— GIVEN EXERCISE 1 —
Arrange the record lines starting at the line containing "Mark one point per instance of the man" and ending at the line containing "Mark one point per instance of the thin", both included, as a Markdown table with the columns Row and Record line, numbering each row and leaving out blank lines. Include no other lines.

— EXCERPT —
________
© Introduction Copyright ® Steven Cerra, copyright protected; all rights reserved.
I thought I’d share this portion of my research for the Tal Farlow chapter in my forthcoming Profiles in Jazz: Writings on Jazz and Its Makers Volume1 as the completed chapter will be too long to format on the Substack blog.
As Richard Cook remarks in his Jazz Encyclopedia: “Farlow's superfast technique was all the more remarkable in that he didn't even pick up a guitar until he was 21. [The] Nine Verve albums for Norman Granz parse his style as completely as it ever would be set down, and although the same easy facility can sometimes dull the listener's interest, much of his best work is in there. A tall man with huge hands, he never lost his fluency on the guitar, and there's a more autumnal feel to his later music.”
Of course, aside from their stylistic significance, having the Tal/Verve annotated with the skillful insights of an accomplished guitarist such as Howard Alden adds another dimension to their enjoyment. These notes also provide a wonderful encapsulation of some of the significant milestones in Tal’s career.
________
— GIVEN EXERCISE 2 —
Say whether each statement agrees with the Tal Farlow text, answering yes or no and quoting the deciding words exactly. (a) Farlow did not pick up a guitar until he was 21. (b) Farlow made twelve Verve albums for Norman Granz. (c) Farlow lost his fluency on the guitar in later years.

— SUPPLIED DATA —
________
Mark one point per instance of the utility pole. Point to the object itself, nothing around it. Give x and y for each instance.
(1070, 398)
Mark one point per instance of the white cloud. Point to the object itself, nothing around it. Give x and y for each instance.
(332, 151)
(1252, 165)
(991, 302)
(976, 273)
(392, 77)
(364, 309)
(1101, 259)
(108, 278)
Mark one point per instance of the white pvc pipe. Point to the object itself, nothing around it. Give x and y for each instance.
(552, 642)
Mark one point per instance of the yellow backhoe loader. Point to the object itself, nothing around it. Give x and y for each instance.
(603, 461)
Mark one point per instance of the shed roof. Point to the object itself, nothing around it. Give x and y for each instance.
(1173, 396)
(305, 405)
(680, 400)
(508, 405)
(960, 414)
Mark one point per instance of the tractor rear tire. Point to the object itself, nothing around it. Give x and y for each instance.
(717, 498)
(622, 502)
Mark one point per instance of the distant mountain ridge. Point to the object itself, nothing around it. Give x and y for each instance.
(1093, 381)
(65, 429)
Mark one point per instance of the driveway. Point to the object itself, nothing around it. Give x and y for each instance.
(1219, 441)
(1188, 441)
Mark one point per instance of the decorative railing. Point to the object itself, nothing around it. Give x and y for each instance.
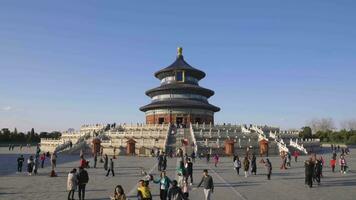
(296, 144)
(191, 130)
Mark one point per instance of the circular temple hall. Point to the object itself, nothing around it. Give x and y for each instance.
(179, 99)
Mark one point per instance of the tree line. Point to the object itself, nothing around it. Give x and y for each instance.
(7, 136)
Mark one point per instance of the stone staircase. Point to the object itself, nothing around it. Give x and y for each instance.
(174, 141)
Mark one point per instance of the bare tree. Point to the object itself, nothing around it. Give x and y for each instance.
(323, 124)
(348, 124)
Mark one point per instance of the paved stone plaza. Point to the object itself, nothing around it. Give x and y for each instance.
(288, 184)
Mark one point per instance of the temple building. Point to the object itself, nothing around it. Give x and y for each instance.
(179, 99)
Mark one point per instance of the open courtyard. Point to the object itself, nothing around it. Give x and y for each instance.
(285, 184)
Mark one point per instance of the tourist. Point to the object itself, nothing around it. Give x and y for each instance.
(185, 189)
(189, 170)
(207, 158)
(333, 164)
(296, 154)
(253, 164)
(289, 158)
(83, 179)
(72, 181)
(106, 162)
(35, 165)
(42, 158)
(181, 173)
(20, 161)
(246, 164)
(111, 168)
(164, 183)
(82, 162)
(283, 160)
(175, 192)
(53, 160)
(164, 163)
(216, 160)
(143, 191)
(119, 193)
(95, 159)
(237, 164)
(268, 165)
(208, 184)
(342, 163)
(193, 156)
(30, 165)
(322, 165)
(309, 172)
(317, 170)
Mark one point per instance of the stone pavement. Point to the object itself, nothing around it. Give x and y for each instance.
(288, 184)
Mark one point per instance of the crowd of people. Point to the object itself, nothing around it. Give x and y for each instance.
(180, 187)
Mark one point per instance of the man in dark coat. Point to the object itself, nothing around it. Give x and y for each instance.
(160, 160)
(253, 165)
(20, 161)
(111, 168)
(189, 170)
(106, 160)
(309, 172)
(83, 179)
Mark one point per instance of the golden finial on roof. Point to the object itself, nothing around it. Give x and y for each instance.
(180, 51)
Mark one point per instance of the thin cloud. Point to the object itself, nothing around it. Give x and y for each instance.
________
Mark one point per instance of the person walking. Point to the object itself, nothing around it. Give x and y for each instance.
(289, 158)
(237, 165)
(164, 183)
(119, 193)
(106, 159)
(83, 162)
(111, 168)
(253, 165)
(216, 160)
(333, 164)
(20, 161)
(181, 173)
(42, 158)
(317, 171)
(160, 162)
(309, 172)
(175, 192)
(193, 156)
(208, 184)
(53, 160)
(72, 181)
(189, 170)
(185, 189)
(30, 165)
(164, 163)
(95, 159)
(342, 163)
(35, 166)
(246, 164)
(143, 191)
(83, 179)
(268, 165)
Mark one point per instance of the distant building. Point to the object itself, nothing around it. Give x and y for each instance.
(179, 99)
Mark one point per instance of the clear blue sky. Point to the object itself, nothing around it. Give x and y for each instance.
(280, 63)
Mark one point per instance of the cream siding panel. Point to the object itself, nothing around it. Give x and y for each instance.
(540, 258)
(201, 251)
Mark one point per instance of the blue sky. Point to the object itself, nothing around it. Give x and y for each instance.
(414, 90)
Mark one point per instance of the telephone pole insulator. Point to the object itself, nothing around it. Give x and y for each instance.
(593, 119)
________
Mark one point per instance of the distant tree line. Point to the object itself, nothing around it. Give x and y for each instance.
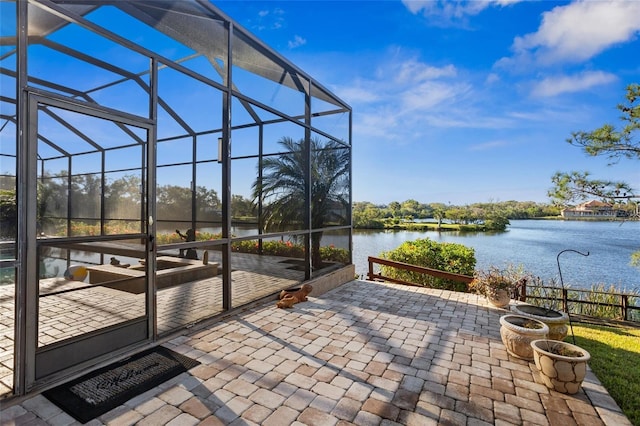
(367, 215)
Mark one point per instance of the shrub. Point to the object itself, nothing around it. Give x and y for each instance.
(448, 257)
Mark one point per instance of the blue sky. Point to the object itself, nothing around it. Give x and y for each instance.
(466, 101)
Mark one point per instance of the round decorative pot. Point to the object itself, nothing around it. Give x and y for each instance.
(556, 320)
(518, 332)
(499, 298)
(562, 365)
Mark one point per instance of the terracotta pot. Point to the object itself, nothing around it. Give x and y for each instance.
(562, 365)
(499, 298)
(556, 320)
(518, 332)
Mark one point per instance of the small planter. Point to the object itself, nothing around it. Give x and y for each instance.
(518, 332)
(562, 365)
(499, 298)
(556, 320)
________
— CORRECT OUTPUT 1 —
| Row | Record line |
|---|---|
| 1 | Mark one point per instance of the man in dark coat. Point to the object itself, nothing around it. Give x and y for each instance. |
| 2 | (160, 160) |
| 3 | (253, 165) |
| 4 | (20, 161) |
| 5 | (111, 168) |
| 6 | (189, 170) |
| 7 | (106, 160) |
| 8 | (309, 172) |
| 9 | (83, 179) |
| 10 | Mark one point per instance of the golden finial on roof. Point to the object itself, nothing around it. Give x and y for each instance. |
| 11 | (180, 51) |
| 12 | Mark one point per instance of the thin cloud. Point to the object itself, nothing around it. Give x and y for each instance. |

— CORRECT OUTPUT 2 —
(a) Yes: "he didn't even pick up a guitar until he was 21"
(b) No: "Nine Verve albums for Norman Granz"
(c) No: "he never lost his fluency on the guitar"